To do
Please reproduce exactly, and only, the line containing "squirrel neck, listing" and every line after it to the end of the records below, leaving out all pictures.

(Natural language region descriptions)

┌──

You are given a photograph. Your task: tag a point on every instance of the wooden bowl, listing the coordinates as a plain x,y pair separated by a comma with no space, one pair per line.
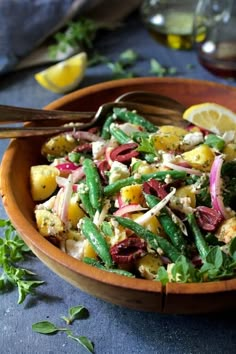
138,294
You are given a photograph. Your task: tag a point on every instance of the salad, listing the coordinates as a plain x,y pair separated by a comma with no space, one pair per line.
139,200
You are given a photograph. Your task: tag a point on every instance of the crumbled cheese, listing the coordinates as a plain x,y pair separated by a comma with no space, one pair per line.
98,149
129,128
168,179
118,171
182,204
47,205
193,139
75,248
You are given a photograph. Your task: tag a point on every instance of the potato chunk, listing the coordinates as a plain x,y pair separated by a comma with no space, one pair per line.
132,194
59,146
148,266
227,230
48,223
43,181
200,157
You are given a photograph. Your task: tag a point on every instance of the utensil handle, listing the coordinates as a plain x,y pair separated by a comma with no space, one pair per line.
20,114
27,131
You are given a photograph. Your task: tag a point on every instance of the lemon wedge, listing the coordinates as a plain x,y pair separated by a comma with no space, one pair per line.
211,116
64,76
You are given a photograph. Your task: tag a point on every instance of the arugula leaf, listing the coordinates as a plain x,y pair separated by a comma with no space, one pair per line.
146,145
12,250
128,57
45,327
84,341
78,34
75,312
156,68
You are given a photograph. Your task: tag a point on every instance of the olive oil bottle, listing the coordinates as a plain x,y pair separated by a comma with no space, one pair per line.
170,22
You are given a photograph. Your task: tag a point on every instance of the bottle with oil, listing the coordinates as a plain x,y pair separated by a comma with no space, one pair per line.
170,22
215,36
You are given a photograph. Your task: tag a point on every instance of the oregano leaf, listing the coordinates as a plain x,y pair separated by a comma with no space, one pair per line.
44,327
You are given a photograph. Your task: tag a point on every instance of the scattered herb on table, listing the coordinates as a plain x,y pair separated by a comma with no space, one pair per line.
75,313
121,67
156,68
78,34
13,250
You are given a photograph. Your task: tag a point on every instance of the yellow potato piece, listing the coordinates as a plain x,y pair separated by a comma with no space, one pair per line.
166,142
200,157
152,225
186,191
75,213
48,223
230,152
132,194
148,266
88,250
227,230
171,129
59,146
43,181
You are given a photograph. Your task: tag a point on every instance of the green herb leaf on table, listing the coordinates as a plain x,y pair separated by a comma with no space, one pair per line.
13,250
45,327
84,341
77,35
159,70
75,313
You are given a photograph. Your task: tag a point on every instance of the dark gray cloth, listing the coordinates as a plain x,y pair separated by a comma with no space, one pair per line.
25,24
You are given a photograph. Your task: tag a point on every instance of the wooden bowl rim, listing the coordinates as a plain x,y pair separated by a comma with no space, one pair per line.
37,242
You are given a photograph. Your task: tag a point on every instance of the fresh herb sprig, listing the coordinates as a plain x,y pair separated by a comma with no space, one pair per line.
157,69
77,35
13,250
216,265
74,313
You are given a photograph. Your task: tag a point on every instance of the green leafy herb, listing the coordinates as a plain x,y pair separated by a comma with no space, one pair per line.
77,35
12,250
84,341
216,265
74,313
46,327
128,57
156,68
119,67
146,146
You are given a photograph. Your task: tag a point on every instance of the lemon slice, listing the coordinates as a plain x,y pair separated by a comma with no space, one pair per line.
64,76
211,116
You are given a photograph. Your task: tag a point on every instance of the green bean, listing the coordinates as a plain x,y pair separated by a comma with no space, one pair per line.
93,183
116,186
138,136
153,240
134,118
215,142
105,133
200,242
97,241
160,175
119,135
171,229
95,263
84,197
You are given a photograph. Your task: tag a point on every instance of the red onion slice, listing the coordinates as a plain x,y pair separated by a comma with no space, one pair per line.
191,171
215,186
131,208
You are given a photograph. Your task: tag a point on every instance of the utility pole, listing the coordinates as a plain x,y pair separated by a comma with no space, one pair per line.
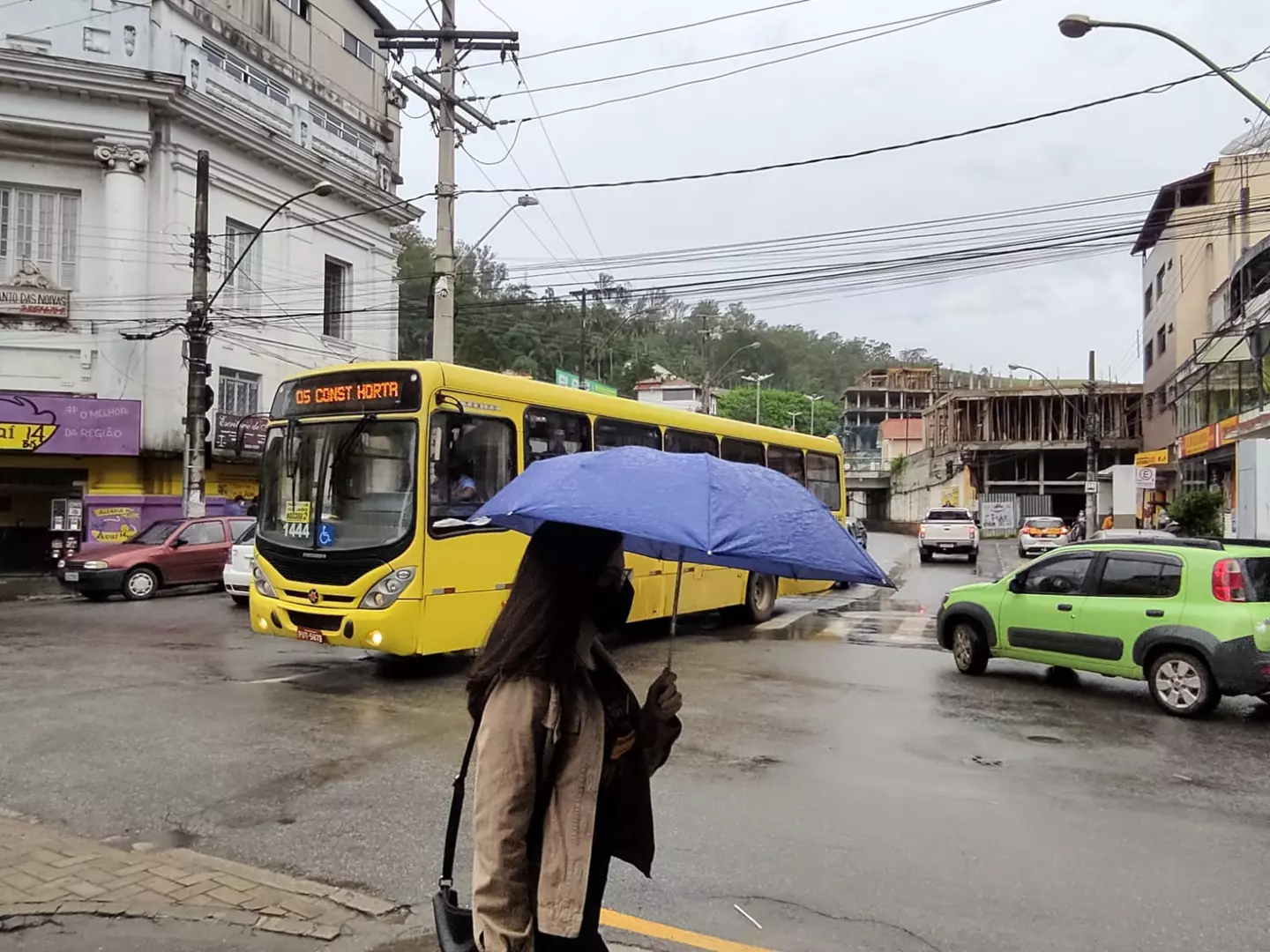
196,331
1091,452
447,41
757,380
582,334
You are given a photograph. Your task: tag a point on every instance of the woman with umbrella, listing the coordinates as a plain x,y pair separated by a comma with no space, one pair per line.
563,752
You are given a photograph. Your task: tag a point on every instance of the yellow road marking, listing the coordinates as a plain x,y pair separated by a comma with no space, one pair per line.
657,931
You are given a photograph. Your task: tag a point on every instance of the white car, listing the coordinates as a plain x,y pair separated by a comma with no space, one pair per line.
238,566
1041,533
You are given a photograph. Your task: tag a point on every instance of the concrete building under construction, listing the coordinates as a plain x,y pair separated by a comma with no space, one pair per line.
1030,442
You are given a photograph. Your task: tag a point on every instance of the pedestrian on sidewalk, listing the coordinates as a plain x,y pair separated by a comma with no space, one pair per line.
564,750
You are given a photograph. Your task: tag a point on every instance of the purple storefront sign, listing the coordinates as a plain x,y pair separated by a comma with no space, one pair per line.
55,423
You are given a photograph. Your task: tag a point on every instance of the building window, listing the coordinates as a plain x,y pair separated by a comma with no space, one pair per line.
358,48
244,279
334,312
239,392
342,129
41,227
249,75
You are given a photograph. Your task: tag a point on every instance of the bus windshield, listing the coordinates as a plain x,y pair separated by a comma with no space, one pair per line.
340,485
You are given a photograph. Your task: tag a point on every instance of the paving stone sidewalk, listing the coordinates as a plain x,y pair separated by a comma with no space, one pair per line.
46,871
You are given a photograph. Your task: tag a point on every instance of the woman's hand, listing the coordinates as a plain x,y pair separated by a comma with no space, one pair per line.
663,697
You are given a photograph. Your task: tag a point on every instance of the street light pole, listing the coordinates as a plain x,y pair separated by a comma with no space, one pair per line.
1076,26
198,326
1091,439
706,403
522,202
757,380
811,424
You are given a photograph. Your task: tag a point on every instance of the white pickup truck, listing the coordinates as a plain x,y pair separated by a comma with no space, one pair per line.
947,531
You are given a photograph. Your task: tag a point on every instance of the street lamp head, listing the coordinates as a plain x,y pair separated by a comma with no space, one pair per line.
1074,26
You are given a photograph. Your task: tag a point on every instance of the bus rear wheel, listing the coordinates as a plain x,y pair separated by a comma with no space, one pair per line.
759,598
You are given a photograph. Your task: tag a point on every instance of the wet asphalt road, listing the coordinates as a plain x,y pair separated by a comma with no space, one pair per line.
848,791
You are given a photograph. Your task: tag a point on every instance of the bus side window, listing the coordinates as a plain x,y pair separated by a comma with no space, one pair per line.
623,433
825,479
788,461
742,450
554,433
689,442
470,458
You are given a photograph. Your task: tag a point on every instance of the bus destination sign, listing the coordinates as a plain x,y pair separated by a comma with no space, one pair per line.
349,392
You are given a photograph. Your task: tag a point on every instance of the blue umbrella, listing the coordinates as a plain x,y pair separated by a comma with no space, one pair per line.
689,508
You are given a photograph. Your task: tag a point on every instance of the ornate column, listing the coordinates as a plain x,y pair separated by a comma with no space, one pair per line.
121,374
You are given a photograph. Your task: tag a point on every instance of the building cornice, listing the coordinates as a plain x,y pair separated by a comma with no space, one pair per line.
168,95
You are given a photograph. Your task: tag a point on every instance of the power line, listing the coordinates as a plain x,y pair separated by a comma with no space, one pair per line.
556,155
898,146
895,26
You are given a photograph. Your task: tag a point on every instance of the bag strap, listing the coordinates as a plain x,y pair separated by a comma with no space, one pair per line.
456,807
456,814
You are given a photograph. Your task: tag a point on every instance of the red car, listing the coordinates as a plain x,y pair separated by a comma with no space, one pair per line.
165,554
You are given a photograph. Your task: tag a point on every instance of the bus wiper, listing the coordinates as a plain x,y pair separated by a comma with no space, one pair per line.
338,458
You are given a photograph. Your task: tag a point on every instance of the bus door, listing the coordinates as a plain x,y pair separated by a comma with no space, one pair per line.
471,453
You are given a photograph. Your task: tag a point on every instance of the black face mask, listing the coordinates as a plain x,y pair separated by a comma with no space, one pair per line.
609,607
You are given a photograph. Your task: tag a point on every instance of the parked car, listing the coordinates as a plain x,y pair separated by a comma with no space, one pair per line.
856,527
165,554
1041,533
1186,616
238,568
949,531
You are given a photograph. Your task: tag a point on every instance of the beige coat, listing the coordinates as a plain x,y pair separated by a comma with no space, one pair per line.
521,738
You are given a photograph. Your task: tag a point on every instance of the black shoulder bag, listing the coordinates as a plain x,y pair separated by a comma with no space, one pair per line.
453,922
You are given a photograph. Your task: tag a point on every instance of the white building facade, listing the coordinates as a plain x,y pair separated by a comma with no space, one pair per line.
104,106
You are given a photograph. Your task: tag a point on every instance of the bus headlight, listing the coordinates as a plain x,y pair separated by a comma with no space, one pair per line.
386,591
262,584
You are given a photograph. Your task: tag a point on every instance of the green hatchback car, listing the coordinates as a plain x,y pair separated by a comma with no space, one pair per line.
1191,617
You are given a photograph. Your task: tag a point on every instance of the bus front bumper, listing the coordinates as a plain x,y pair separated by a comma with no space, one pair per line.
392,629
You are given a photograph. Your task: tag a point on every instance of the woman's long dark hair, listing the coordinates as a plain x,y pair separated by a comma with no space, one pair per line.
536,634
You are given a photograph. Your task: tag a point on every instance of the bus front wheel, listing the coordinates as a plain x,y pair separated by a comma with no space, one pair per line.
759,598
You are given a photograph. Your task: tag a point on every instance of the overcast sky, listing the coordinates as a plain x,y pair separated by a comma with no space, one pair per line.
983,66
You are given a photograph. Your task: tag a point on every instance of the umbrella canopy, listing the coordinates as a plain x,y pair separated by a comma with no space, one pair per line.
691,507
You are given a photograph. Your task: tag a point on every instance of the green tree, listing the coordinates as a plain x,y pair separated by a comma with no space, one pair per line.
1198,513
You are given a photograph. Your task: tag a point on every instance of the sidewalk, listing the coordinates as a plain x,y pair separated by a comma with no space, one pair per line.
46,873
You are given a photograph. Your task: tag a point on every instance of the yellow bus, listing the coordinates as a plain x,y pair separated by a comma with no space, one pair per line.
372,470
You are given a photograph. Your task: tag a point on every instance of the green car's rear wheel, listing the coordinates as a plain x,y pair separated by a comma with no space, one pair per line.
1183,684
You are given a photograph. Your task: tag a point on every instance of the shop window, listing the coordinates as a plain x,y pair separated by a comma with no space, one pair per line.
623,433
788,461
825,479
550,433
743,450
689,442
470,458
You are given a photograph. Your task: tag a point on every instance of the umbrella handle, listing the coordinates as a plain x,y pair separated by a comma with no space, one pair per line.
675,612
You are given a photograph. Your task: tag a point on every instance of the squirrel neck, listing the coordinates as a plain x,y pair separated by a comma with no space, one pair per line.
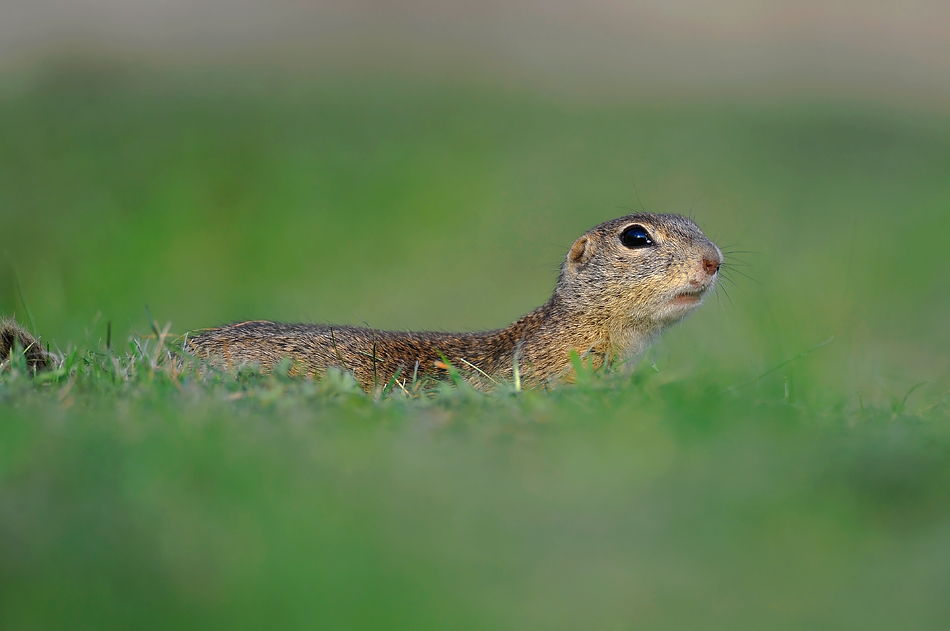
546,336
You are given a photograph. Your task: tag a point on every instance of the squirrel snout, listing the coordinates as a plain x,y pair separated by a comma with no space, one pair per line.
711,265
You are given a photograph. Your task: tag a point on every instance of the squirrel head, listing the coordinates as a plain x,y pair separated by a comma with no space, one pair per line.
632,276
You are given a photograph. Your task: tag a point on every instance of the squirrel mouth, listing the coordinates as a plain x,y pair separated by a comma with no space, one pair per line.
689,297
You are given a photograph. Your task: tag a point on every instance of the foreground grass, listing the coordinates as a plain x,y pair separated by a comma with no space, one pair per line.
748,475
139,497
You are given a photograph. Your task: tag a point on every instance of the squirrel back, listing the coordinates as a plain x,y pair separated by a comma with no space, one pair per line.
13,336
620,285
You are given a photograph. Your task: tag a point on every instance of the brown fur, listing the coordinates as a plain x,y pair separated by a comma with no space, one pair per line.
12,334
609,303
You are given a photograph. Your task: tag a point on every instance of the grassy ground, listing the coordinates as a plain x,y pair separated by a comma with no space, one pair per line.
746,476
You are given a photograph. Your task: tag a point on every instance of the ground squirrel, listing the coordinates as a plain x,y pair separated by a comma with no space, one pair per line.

└──

Solution for this task
You are given a photograph. Your task: tag a point on every instance of the squirrel neck, listing the coordinates as a plain x,y pair separated by a comma with no space, one pair per line.
546,336
You are given a photograph. Your task: tag a point on every instance of the squirrel snout, listing the coordinates as a plain x,y pair separated by a comma with no space, one pair per line.
711,265
You are given a photograph. Your task: tag a point on every instance of the squirrel head, listing the coordinates as a plain x,y pair separated by a comma with no space, one pair per line.
632,276
You are given a photograph. Your task: tag a point on every instance of the squirrel mouth, listing the coordinates as a plain x,y pair separated by a comma with no space, one pair per line.
689,297
You are given a photograph. Your task: tag a point on every instance of the foreground grass, listing the coordinates as a plain x,y pair separated by a comma with no space, one pair per line.
748,475
139,497
You are given a photograph. Your task: tag a point on every instance of the squirrel back, listing the coordinates as a plain x,y pair separated by a comma with no space, one pair per line.
13,336
620,285
You are given a photograph. Your task: tag a point on every instance of the brown fur, listing the coordinates as a plain x,y pair separated by a comma with no space, one pair per line.
12,334
609,303
You are given a photograph. Your task: tag a point on every instance of the grassy ground, listing the coordinates as a plain x,y pair separated by a comma with no space, one pair per line.
746,476
You are given a photograph. Your task: tag a point on every instance of the ground squirrel, listing the coordinates as a plain x,y pair separated by a comma with no space, one pair per line.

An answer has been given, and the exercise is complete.